▶ _Exercise directions_
How many lines in the rows below contain the string "windshield"? Reply with that number alone.

┏━━

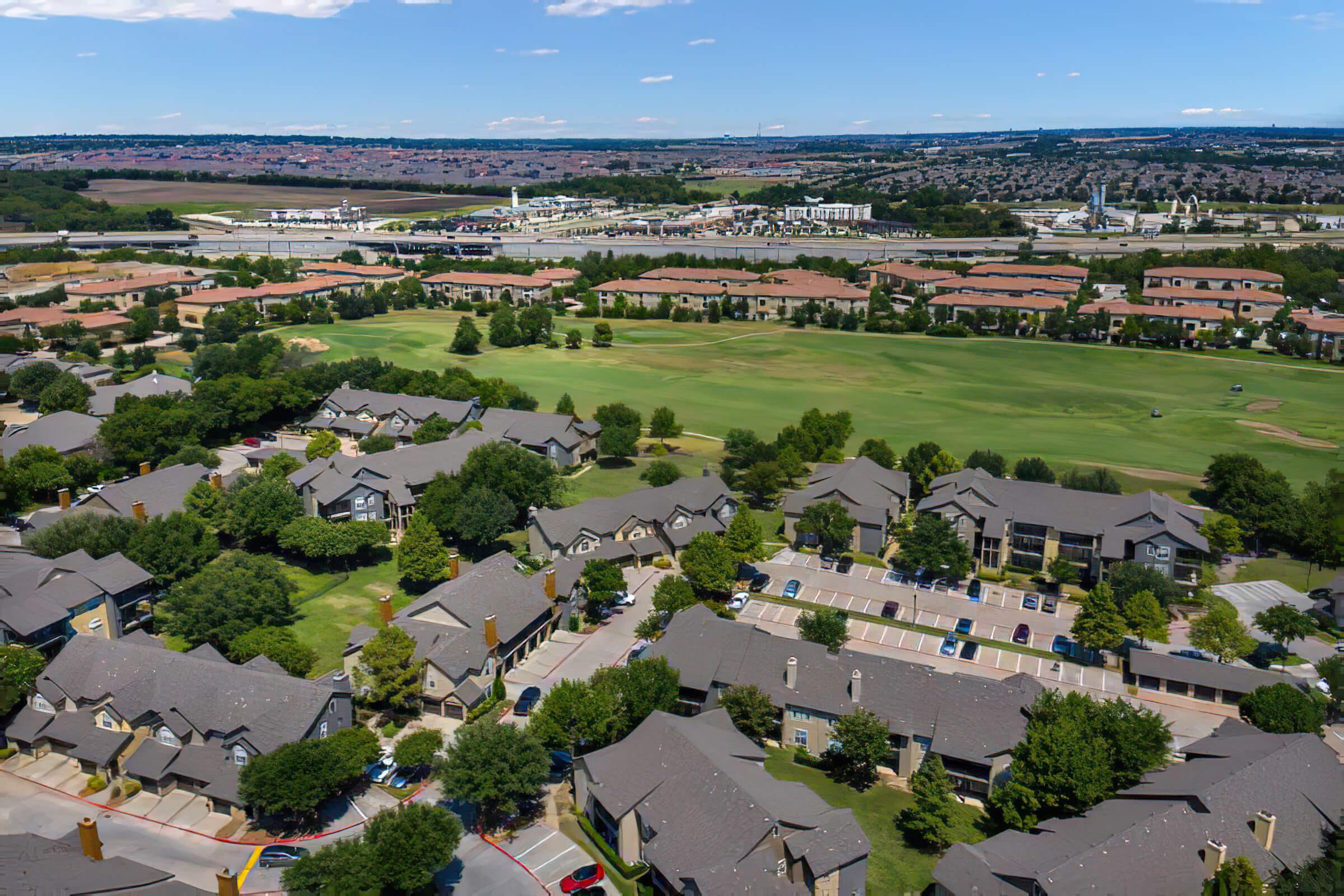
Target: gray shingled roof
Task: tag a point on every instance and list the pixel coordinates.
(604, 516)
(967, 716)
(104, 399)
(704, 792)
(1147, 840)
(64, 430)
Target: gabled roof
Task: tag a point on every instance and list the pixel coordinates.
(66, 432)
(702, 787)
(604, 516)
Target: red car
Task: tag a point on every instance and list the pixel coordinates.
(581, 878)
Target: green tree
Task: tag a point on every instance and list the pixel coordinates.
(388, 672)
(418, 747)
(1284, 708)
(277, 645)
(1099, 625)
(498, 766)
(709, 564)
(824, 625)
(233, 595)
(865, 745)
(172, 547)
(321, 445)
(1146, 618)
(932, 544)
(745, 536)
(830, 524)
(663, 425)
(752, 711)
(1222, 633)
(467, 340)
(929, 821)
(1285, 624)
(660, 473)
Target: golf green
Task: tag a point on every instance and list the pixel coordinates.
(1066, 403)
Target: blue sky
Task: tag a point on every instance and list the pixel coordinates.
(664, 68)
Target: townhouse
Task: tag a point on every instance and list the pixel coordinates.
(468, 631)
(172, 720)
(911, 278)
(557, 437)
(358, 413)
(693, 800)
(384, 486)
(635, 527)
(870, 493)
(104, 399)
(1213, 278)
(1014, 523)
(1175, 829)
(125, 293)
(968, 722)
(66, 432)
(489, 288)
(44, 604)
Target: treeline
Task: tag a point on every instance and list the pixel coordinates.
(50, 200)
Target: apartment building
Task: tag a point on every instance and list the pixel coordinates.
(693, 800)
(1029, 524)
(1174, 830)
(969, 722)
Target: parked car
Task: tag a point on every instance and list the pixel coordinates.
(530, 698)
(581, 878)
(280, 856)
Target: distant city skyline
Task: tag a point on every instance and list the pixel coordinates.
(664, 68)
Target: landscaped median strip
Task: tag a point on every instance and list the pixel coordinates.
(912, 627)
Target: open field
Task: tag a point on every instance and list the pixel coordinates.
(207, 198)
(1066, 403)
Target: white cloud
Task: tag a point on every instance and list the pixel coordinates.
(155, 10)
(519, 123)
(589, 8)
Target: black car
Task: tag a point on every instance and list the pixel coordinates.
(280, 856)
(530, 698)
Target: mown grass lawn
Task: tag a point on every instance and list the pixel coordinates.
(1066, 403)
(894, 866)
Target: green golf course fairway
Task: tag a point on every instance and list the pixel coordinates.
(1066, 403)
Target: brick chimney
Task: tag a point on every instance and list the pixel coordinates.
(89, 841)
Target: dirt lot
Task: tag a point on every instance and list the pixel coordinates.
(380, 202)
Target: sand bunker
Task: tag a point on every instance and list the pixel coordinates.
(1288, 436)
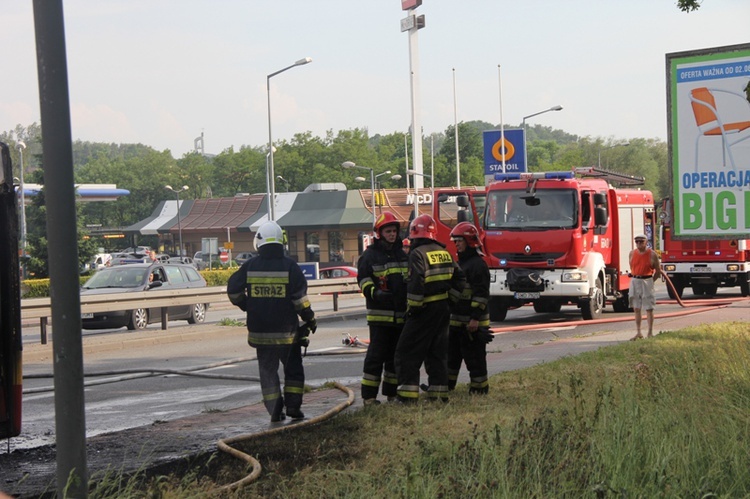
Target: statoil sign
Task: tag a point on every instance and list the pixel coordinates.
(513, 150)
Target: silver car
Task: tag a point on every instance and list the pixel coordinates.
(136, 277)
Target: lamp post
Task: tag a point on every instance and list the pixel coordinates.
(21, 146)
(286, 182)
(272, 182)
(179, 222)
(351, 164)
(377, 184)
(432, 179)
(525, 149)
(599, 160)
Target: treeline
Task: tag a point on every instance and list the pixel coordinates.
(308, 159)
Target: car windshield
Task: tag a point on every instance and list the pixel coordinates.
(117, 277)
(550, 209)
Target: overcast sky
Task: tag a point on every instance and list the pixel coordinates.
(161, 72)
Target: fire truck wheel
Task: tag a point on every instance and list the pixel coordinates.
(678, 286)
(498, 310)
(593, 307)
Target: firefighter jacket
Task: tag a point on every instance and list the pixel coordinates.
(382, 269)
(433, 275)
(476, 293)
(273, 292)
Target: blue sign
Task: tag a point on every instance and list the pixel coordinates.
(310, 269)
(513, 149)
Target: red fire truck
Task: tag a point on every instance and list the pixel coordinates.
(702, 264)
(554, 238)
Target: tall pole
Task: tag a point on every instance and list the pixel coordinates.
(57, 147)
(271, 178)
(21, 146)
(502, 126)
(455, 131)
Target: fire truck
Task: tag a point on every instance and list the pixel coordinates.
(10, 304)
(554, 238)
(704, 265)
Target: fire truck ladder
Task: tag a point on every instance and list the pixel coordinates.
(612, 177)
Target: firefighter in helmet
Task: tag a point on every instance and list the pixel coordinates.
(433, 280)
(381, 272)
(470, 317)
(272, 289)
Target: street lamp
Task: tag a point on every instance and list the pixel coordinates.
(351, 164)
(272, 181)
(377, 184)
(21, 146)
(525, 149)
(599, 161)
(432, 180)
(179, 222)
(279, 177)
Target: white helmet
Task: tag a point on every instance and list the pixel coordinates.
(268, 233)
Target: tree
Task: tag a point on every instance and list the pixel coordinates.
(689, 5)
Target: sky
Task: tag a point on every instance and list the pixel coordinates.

┗━━
┏━━

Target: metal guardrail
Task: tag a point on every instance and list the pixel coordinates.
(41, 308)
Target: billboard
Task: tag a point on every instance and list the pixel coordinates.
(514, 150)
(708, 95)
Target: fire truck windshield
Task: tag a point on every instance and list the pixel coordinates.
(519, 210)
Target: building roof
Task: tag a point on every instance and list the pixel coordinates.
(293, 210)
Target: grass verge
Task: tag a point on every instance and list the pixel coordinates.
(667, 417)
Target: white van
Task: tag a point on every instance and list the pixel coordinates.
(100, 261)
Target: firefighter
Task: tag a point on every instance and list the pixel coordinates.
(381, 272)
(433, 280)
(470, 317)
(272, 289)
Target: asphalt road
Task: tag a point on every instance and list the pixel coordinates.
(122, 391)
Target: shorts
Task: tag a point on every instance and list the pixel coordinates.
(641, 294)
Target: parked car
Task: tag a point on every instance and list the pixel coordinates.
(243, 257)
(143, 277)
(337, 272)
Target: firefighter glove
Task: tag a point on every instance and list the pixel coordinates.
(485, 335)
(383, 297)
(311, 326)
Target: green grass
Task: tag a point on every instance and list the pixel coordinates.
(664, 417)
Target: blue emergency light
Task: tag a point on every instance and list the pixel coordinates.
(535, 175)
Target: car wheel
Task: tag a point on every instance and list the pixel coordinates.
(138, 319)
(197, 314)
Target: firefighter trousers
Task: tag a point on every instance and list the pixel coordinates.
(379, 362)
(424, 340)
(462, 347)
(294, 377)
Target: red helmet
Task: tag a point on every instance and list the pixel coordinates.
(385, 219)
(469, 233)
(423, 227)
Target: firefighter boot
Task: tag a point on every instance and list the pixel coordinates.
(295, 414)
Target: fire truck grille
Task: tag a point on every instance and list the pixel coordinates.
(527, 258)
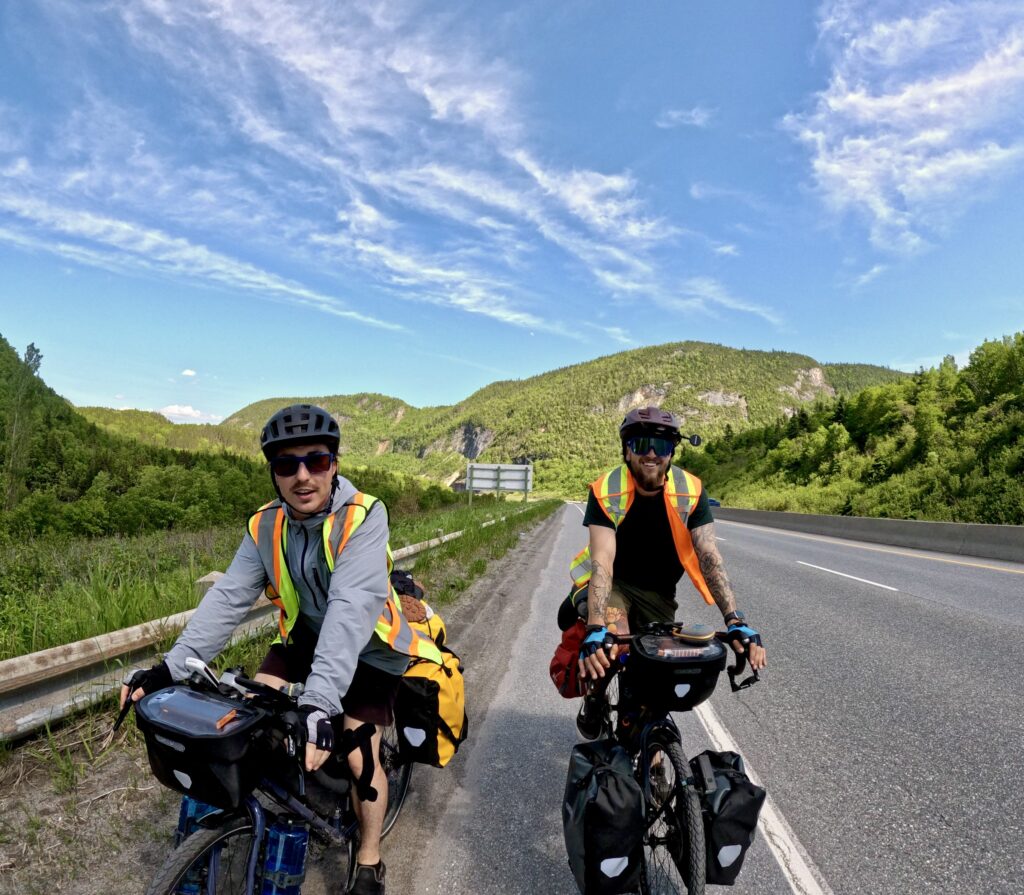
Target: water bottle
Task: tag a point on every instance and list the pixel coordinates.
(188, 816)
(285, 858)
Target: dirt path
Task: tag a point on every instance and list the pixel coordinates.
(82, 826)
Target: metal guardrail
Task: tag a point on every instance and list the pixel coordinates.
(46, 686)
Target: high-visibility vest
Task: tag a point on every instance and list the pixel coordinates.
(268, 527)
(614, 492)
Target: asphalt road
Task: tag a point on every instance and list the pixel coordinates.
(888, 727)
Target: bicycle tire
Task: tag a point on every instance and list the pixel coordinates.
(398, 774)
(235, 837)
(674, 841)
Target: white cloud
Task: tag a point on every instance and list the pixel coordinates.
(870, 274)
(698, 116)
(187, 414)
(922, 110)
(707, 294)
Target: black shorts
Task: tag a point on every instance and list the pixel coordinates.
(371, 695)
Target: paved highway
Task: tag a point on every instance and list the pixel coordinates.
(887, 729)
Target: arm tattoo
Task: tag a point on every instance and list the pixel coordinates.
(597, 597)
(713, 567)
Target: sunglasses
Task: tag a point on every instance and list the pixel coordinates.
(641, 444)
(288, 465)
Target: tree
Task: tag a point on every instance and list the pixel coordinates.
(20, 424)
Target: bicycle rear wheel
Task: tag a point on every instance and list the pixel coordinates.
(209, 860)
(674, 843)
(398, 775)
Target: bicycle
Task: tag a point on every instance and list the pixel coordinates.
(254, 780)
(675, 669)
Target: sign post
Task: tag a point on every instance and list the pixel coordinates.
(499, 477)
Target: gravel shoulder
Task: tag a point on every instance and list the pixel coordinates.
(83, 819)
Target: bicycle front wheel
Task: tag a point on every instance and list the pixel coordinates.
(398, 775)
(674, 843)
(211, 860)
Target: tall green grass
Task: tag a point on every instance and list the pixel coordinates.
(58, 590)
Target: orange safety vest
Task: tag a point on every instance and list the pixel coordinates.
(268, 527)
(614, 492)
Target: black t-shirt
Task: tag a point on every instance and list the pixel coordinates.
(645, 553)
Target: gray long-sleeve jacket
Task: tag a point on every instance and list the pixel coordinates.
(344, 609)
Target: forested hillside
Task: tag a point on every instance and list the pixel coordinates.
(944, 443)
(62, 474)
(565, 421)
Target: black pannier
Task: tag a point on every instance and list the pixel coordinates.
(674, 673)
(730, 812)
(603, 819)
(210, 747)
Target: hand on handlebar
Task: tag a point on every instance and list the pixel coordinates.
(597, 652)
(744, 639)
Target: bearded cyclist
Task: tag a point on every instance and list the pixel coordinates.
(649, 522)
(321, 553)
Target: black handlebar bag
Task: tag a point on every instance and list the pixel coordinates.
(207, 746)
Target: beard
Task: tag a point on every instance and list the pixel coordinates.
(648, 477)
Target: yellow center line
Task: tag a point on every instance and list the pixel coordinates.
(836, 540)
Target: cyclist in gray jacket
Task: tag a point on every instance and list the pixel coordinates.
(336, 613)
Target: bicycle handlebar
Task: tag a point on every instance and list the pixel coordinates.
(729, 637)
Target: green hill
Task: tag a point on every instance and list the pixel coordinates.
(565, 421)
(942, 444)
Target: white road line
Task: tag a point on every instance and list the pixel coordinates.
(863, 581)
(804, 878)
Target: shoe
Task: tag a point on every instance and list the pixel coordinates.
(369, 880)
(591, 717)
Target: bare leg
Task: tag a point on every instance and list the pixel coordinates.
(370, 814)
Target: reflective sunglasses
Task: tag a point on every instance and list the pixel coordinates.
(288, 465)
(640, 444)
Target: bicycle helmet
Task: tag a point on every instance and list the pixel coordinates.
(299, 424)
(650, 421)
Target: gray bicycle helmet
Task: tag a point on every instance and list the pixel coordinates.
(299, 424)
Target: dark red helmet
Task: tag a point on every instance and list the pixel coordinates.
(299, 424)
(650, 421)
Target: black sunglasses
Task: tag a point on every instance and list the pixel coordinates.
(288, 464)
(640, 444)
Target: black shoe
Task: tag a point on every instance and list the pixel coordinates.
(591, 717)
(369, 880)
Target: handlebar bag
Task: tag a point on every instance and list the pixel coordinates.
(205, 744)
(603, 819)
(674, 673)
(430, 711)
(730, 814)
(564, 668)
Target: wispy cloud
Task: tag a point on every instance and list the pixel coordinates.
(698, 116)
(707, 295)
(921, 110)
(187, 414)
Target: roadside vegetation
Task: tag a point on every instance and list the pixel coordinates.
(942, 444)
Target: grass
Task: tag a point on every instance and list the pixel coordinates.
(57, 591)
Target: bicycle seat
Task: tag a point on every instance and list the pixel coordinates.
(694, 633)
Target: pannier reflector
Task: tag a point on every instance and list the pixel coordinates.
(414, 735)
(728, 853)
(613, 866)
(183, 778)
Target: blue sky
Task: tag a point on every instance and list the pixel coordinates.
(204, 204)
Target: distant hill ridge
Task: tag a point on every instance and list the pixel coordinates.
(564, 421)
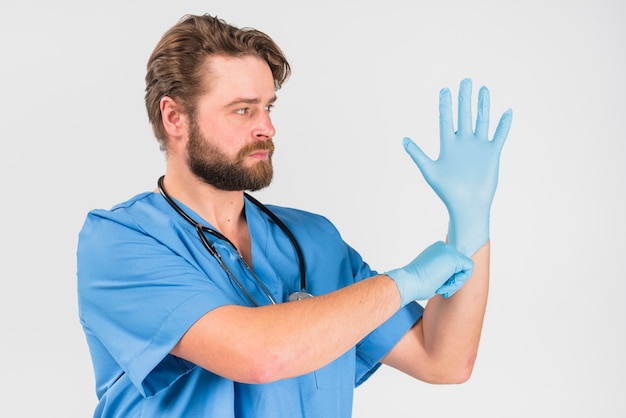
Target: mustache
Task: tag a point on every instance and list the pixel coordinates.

┗━━

▶ _Solution to the exercise_
2